> _Metin Alıntısı_:

Sevgili okurlarım, altı muhalefet partisinin pazartesi günkü toplantısı çok önemli idi...

Böylesine geniş kapsamlı bir birleşme Türkiye’de ilk kez oluyordu dersek biraz yanlış olur.

Geçmişte, 1970’li yıllarda iki kez Milliyetçi Cephe hükümetleri kuruldu ama onların fazla bir önemi yoktu, iktidar partilerinin bir araya gelmesinden oluşuyordu.

Üstelik Milliyetçi Cephe kuran partiler toplum indinde saygınlıklarını ve etkilerini çoktan yitirmişti.

★★★

Genel başkanlar bu son toplantıda, anlaşıldığı kadarıyla, hemen her konuda fikir birliğine vardı.

Eğer üzerinde henüz uzlaşılmayan konular varsa bile, bu durumun yakın gelecekte  çözülmesi için çaba harcanacaktır...

Ancak, belli fikir ayrılıkları çıktığı takdirde bunların çözülmesinin pek de kolay olmayacağını şimdiden bilmekte yarar olabilir.

Muhalefet partilerini bu açıdan zor bir süreç bekliyor.

★★★

Bu açıdan bakıldığında Recep Bey ve iktidarının tuzu kuru...

Devleti MHP ile birlikte ele geçirdiler. Üstelik ortalıkta öyle bir MHP var ki, toplumda gücü azalmış olsa bile kraldan fazla kralcı.

AKP’den bile çok daha ateşli bir iktidar ortağı!

Şimdi gerek iktidar ortaklarının, gerekse onlara karşı çıkan muhalefet partilerinin bir tek amacı var:

Önümüzdeki yıl yapılacak Meclis ve cumhurbaşkanlığı seçimlerini kazanmak.

2023 yılı haziran ayında Cumhuriyet tarihinin en önemli seçimlerinden biri yapılacak.

Bu iki seçim aynı günde gerçekleşecek.

Öncesinde ve sonrasında Türkiye çok gergin günler yaşayacak.

Ne gibi üzücü ve kıran kırana olaylarla birlikte karşılıklı suçlamalara tanık olacağımızı şu anda kestirmek mümkün değil.

> _Veri Kayıtları_:
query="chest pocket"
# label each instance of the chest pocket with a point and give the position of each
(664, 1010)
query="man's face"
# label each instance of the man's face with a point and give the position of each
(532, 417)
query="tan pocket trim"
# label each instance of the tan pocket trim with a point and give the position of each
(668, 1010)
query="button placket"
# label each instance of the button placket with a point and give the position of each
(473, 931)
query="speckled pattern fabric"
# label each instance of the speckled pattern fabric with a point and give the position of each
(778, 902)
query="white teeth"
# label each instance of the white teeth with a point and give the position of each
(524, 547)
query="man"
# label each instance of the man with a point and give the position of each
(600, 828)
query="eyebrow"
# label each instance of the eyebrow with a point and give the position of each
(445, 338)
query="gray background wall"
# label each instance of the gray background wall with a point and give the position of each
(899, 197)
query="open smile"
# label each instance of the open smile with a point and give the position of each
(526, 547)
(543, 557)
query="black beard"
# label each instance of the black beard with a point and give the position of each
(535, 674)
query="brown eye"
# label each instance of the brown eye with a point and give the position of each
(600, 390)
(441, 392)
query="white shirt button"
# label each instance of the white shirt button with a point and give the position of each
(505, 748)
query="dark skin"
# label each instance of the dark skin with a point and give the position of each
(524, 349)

> _Yapılacaklar_:
**a)** Muhalefet toplantısı yazısında "Sevgili okurlarım, altı" ifadesinden "araya gelmesinden oluşuyordu." ifadesine kadar uzanan bölümün tamamını, "Milliyetçi Cephe" yerine "Ulusal Cephe" koyarak yeniden yazın.
**b)** Muhalefet toplantısı yazısına göre 1970'li yıllarda kaç kez Milliyetçi Cephe hükümeti kuruldu?

> _Görev Sonuçları_:
**a)**
Sevgili okurlarım, altı muhalefet partisinin pazartesi günkü toplantısı çok önemli idi...

Böylesine geniş kapsamlı bir birleşme Türkiye’de ilk kez oluyordu dersek biraz yanlış olur.

Geçmişte, 1970’li yıllarda iki kez Ulusal Cephe hükümetleri kuruldu ama onların fazla bir önemi yoktu, iktidar partilerinin bir araya gelmesinden oluşuyordu.

**b)** İki kez.